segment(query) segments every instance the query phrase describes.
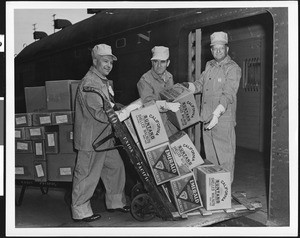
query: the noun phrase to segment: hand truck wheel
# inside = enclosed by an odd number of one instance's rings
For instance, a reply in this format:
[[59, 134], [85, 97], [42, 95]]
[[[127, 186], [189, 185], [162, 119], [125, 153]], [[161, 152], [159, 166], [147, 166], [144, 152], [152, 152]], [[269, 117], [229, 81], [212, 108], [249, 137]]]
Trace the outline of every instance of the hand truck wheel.
[[131, 202], [131, 214], [138, 221], [150, 221], [156, 216], [152, 198], [146, 194], [137, 195]]
[[131, 189], [131, 200], [133, 200], [137, 195], [146, 193], [146, 190], [140, 182], [133, 186]]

* **Directions**: Omit every picture, then repeat the remaining data exactly as it appears above.

* **Answer box**:
segment(query) segments every instance the query phrase describes.
query: the noun phrase to segment: hand truck wheel
# inside = enclosed by an odd number of one instance's rings
For instance, a reply in this format:
[[59, 134], [85, 97], [42, 95]]
[[[127, 186], [189, 185], [162, 119], [125, 153]], [[161, 152], [159, 166], [147, 166], [144, 152], [152, 152]], [[269, 117], [229, 81], [212, 108], [249, 137]]]
Trace the outline of every instance of the hand truck wheel.
[[131, 202], [131, 214], [138, 221], [150, 221], [156, 216], [152, 198], [146, 194], [137, 195]]
[[131, 189], [131, 200], [133, 200], [137, 195], [146, 193], [146, 190], [140, 182], [133, 186]]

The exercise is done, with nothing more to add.